Stated goal 1:
Report every line of the rows below that contains the word "bike".

Document passage:
## Begin

PANETTONE SEASON

Hooray! It’s Panettone season around here.

Actually, it’s the holiday season. In the US this means from Thanksgiving to New Year’s day. So I have about five weeks to indulge in my favorite treat: panettone, that traditional sweet and oh-so-delicious Italian Christmas bread. About the first of November the stores, even in my corner of Puget Sound in the Pacific Northwest, begin stacking up the colorful boxes in windows and shelves and I begin loading up the shopping cart. The bread is distinctive – tall and domed and nestled in a paper cuff. The height comes from letting the dough rise three times over a period of 20 hours. It usually weighs a kilo (just over 2 lbs.) and is sturdy enough to last for days without going stale tho’ probably not as long as my mother’s fruit cake that was tough enough to survive a dogsled trek to the North Pole.  The packaging, which gets ever-more elaborate, almost always features a ribbon handle or bow all the better to carry it home. During our time in Italy, I often crowded into a jammed car on the Metro to share what little space there was with others toting their own panetonne.
Ideal for hostess gifts, I also use it for non-traditional recipes like bread pudding and French toast (I should call it Italian toast) although there’s nothing better than a simple wedge toasted and served with orange juice and coffee on a Christmas morning in front of the fireplace.

## End

Records for processing:
## Begin

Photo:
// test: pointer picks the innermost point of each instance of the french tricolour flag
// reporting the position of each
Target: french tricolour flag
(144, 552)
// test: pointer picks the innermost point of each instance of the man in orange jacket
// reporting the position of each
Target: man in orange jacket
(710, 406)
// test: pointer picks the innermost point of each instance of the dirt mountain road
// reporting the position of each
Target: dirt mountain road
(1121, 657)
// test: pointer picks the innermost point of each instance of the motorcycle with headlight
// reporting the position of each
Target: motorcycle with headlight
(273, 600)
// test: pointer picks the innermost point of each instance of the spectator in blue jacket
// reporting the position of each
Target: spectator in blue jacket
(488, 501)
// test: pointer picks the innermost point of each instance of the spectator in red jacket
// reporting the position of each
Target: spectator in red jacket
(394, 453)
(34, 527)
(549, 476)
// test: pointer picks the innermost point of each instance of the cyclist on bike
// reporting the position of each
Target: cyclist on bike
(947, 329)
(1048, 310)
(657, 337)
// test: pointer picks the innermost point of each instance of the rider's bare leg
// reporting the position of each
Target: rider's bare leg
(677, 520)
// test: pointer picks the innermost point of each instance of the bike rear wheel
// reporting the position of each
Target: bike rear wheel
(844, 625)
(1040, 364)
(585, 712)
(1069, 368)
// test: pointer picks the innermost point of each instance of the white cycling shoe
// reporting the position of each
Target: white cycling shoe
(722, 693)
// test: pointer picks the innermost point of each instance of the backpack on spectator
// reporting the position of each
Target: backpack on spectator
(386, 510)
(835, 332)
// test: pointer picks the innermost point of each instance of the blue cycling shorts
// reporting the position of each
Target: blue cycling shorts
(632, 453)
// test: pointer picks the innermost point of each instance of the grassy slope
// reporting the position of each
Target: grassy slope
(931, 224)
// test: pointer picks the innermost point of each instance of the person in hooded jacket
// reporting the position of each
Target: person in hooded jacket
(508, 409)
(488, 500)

## End

Stated goal 2:
Rewrite the panettone passage above from "Ideal for hostess" to "of the fireplace.", inclusive, with "coffee" replaced by "tea".

Complete response 1:
// test: pointer picks the innermost point of each instance of the cyclist on bike
Target: cyclist on bike
// test: pointer picks the innermost point of each instance of the bike rear wheel
Target: bike rear wheel

Complete response 2:
Ideal for hostess gifts, I also use it for non-traditional recipes like bread pudding and French toast (I should call it Italian toast) although there’s nothing better than a simple wedge toasted and served with orange juice and tea on a Christmas morning in front of the fireplace.